Data for processing =
--- begin ---

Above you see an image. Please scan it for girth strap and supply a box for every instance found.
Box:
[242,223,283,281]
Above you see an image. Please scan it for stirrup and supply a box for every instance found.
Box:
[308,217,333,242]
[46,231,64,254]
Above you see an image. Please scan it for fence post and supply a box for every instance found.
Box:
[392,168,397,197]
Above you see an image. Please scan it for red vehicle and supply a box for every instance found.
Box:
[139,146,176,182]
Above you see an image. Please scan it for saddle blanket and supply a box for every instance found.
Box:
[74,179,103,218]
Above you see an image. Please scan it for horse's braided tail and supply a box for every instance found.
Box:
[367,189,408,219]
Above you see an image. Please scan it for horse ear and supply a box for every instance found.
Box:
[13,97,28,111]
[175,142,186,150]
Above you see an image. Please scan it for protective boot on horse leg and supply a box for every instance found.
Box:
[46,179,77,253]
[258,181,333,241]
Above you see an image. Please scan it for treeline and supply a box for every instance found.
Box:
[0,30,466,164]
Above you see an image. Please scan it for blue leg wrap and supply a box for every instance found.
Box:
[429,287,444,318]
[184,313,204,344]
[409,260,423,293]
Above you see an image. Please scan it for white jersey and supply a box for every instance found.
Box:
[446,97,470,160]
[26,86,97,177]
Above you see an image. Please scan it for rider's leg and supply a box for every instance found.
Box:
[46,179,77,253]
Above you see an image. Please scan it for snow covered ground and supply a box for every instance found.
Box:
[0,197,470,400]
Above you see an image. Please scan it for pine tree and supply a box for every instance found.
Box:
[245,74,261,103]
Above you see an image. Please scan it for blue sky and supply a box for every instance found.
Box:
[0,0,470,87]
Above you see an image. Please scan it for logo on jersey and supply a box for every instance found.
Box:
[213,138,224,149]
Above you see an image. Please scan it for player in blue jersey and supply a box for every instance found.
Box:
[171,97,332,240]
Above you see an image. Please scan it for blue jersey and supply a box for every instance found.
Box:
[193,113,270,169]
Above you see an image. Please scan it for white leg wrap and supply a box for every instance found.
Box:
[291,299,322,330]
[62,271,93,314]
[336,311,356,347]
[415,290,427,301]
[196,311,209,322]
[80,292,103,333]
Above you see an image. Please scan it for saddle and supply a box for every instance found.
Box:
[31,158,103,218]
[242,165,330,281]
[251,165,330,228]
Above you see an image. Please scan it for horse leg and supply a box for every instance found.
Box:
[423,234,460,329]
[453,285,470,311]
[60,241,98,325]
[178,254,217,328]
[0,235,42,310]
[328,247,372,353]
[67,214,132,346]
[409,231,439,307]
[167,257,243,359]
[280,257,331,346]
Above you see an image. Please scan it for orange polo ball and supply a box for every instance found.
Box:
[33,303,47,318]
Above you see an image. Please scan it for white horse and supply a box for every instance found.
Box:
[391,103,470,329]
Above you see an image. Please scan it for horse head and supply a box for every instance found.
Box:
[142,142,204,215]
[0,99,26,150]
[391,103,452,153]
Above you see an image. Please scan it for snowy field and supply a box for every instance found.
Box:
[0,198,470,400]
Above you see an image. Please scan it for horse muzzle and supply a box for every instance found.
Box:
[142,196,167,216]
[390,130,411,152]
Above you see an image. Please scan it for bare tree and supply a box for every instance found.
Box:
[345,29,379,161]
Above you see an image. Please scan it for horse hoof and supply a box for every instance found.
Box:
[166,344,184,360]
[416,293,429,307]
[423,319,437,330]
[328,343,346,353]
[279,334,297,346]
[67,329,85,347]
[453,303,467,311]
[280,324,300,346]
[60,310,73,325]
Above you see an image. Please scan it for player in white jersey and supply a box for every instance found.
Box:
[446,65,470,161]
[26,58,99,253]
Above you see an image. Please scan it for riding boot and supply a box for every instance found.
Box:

--- end ---

Copy every one of the rows above word for word, changing nothing.

Above you see an image. Please scan it for girth strap and supply a box for every instance found.
Box:
[242,223,283,281]
Above you see an image. Please scan it for stirrup and supply a box for every instance found.
Box:
[308,217,333,242]
[46,231,64,254]
Above you see an image. Please scan it for fence post and supply a box for every instance found.
Box:
[392,168,397,197]
Above you see an image. Please scan it for red vehicle and supply a box for every instance found.
Box:
[139,146,176,182]
Above you see an image. Please scan it for saddle blanket and supply a box for every instance found.
Box:
[74,179,103,218]
Above you see an image. Please scan it for horse's braided tail and supply a box for every instance found.
Box:
[367,189,408,219]
Above you see an image. Please scan it for horse ear and supply a box for every instance found.
Box:
[13,97,28,111]
[175,142,186,150]
Above you see an image. Please scan it for protective boot on horse leg and supply a box for every instance found.
Box:
[46,179,77,253]
[258,181,333,241]
Above you see an image. Please scan it for treeline and supply a box for every instance found.
Box:
[0,30,466,164]
Above you see an image. Please scan it for blue leg wrap and supply a box for every instance found.
Box:
[429,287,444,318]
[184,313,204,344]
[409,260,423,293]
Above you see an image. Please scan it for white jersey and supply a box for every instance found.
Box:
[446,97,470,160]
[26,86,97,177]
Above you see an image. Please scan it for rider's leg and supply a box for every instance found.
Box:
[46,179,77,253]
Above you see an image. Please scan it for snow covered ground and supply a box for every instance found.
Box:
[0,197,470,400]
Above you see an image. Please scan it for pine tree and supply a box for every instance found.
Box:
[245,74,261,103]
Above you see an image. Please scan it for blue sky and supply a box for every instance found.
Box:
[0,0,470,87]
Above you see an image. Please scan it for logo on jersey and supply a box for every instance found.
Box:
[213,138,224,149]
Above you see an image. Please scan it for player in blue jersey and supply a box for every instance found.
Box:
[171,97,332,240]
Above you see an image. Please scan it for blue jersey and supply a box for every instance found.
Box:
[193,113,270,169]
Above you see an image. Please scan it for white leg wrap and supply a box for every instance found.
Box:
[291,299,322,330]
[62,271,93,314]
[336,311,356,347]
[415,290,427,301]
[196,311,209,322]
[80,292,103,333]
Above you see an image. Please scan it for saddle and supply a box for every instance found.
Box:
[31,158,103,218]
[242,165,330,281]
[251,165,330,228]
Above you see an image. Please scan it for horse leg and supply a box for every instance found.
Box:
[423,234,460,329]
[453,285,470,311]
[60,241,98,325]
[178,254,217,328]
[0,235,42,310]
[328,247,372,353]
[67,214,132,346]
[409,231,439,307]
[167,257,243,359]
[280,257,331,346]
Above you see an image. Please scan it for orange polo ball and supply a box for every instance found.
Box:
[33,303,47,318]
Above you see an image. Please scan it for white horse and supply a box for every instance found.
Box:
[391,103,470,329]
Above you see an image. Please scan it for horse head and supply a box for every instance found.
Box:
[142,142,204,215]
[0,99,26,150]
[391,103,452,153]
Above you see an image. Please scan it for snowy field and supply a box for every instance found.
Box:
[0,198,470,400]
Above you see an image. Please scan it for horse muzzle and supply a box for every instance found.
Box:
[142,196,167,216]
[390,130,411,152]
Above you see an image. Please scan it for bare tree and supply a box for every instance found.
Box:
[345,29,379,161]
Above you see an image. Please scan it for horse hoof and supply a box for every instance found.
Box:
[166,344,184,360]
[416,293,429,307]
[423,319,437,330]
[328,343,346,353]
[279,334,297,346]
[67,329,85,347]
[453,303,467,311]
[280,324,300,346]
[60,310,73,325]
Above you see an image. Please scan it for player in white jersey and supply a box for every instance found.
Box:
[446,65,470,161]
[26,58,99,253]
Above you see an image. Please scan it for riding boot and supply a box for every instance found.
Box:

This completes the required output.